Input –

● ● ●

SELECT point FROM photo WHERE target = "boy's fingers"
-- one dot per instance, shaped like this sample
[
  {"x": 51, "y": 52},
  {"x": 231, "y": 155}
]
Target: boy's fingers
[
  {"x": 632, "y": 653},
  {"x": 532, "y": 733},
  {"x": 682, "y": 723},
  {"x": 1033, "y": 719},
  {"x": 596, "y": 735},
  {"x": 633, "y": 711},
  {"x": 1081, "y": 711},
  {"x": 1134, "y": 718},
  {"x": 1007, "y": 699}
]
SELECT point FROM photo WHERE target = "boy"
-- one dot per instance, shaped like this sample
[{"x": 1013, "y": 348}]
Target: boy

● ● ●

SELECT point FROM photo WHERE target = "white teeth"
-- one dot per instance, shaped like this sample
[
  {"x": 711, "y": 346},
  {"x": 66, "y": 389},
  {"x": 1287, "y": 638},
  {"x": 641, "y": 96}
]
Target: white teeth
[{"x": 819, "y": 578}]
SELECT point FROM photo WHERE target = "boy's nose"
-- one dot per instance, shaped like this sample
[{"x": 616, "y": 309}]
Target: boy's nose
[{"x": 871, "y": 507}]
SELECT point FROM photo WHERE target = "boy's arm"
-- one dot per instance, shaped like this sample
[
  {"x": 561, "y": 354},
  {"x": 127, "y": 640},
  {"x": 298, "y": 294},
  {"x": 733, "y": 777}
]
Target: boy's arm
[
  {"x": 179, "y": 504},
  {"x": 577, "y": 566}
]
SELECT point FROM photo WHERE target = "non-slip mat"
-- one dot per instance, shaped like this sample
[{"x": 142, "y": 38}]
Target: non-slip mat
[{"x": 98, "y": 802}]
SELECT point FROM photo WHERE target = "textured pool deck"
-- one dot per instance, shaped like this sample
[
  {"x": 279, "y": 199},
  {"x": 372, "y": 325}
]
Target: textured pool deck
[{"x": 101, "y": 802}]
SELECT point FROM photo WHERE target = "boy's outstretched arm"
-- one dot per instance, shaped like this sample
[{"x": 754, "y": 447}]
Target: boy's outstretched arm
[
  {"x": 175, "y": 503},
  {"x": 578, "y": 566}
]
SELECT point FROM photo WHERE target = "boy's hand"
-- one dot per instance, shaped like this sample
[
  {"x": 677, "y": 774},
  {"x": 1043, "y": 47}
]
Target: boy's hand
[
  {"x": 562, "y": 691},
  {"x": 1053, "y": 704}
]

● ● ●

About this task – Among the lines of the listing, count those containing the word "SELECT". Answer with the count alone.

Solved problem – 9